Keluarga Nelayan Pekalongan yang Divonis Penjara PN Pati, Mencari Keadilan ke Jokowi dan Kapolri

Bentangkan spanduk, keluarga nelayan Pekalongan yang divonis penjara oleh PN Pati, ingin mencari keadilan ke Jokowi dan Kapolri. Foto: Istimewa

Pekalongan (sigijateng.id) – Keluarga nelayan asal Kabupaten Pekalongan meminta keadilan dan ingin mengajukan banding atas vonis selama 18 dan 17 tahun penjara yang dijatuhkan pihak Pengadilan Negeri Pati terhadap terdakwa Muhammad Sobirin dan Casmui.

Pihak keluarga terdakwa, merasa jika putusan tersebut tidak adil. Bahkan, mereka juga akan menyampaikan aspirasi itu ke Presiden Joko Widodo dan Kapolri Jendral Listyo Sigit Prabowo.

“Kami yakin klien tidak bersalah dan menjadi korban fitnah. Kami berjanji terus mengawal kasus ini hingga mendapatkan keadilan. Kedua nelayan ini tidak terlibat dalam pembunuhan yang dituduhkan,” kata Didik Pramono, kuasa hukum keluarga terdakwa dari LBH Adhyaksa, Rabu (24/1) petang.

Diceritakan keluarga terdakwa atas kronologi kasus yang menimpa anaknya dengan tuduhan dan hukuman yang diberikan. Suyuti mengisahkan bahwa kasus ini bermula dari penemuan mayat pria bertato di Sungai Silugonggo, dekat Pelabuhan Juwana, Pati, pada Juli 2023 silam.

Mayat itu diketahui sebagai jazad dari Khoirul Anam, seorang nelayan yang ikut rombongan dari Wonokerto bersama anaknya.

“Anak saya tidak pernah membunuh siapa pun. Dia hanya menjadi sasaran kesaksian bohong. Saya mohon bantuan dari Bapak Presiden dan Bapak Kapolri untuk membebaskan anak saya,” pinta Suyuti, ibu terdakwa Muhammad Sobirin.

Suyuti mengatakan bahwa anaknya, Muhammad Sobirin, bersama Casmui dan tujuh nelayan lainnya selaku Anak Buah Kapal (ABK) berangkat dari Wonokerto dengan Kapal Mina Maulana untuk menjemput hasil tangkapan ikan kapal lain di tengah laut.

........

Kegiatan -
1. Tentukan apakah setiap pernyataan berikut sesuai dengan teks berita, lalu jawab ya atau tidak disertai kutipan kata-kata yang menentukan: (a) mayat pria bertato ditemukan di Sungai Silugonggo; (b) Suyuti adalah ayah terdakwa Muhammad Sobirin; (c) Kapal Mina Maulana berangkat untuk menjemput hasil tangkapan ikan kapal lain.
2. Menurut teks berita, siapa nama nelayan yang mayatnya ditemukan?
3. Jelaskan dalam satu sampai tiga kalimat mengapa keluarga terdakwa ingin mengajukan banding menurut teks berita.

Cuplikan Data -

........

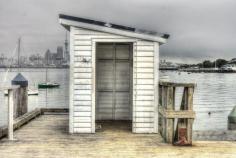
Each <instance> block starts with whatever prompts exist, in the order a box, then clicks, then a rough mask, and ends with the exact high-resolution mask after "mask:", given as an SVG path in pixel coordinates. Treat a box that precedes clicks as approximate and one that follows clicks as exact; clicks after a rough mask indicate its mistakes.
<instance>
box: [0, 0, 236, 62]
mask: <svg viewBox="0 0 236 158" xmlns="http://www.w3.org/2000/svg"><path fill="white" fill-rule="evenodd" d="M59 13H64V14H68V15H73V16H80V17H85V18H91V19H95V20H102V21H106V22H113V23H117V24H122V25H128V26H132V27H137V28H141V29H146V30H153V31H156V32H160V33H169V34H170V35H171V38H170V39H169V40H168V43H167V44H165V45H162V46H161V51H160V52H161V58H162V59H164V58H165V59H171V60H175V61H180V62H182V61H184V62H188V63H190V62H192V61H194V62H197V61H199V60H202V59H206V58H207V59H215V58H226V59H230V58H233V57H236V40H235V37H236V17H235V15H236V1H235V0H0V54H1V53H5V55H7V54H8V56H11V54H12V53H11V52H12V51H13V49H14V48H15V46H16V42H17V38H18V37H19V36H21V37H22V47H23V52H24V53H25V54H27V55H29V54H30V53H41V54H43V53H44V52H45V51H46V49H48V48H49V49H51V50H52V51H55V50H56V46H57V45H63V42H64V39H65V29H64V28H63V27H62V26H61V25H60V24H59V23H58V14H59Z"/></svg>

........

Daftar Jawaban -
1.
(a) Ya: "penemuan mayat pria bertato di Sungai Silugonggo, dekat Pelabuhan Juwana, Pati"
(b) Tidak: "Suyuti, ibu terdakwa Muhammad Sobirin"
(c) Ya: "untuk menjemput hasil tangkapan ikan kapal lain di tengah laut"

2. Khoirul Anam.

3. Keluarga terdakwa merasa putusan Pengadilan Negeri Pati tidak adil. Menurut kuasa hukum mereka, kedua nelayan itu tidak bersalah dan menjadi korban fitnah karena tidak terlibat dalam pembunuhan yang dituduhkan.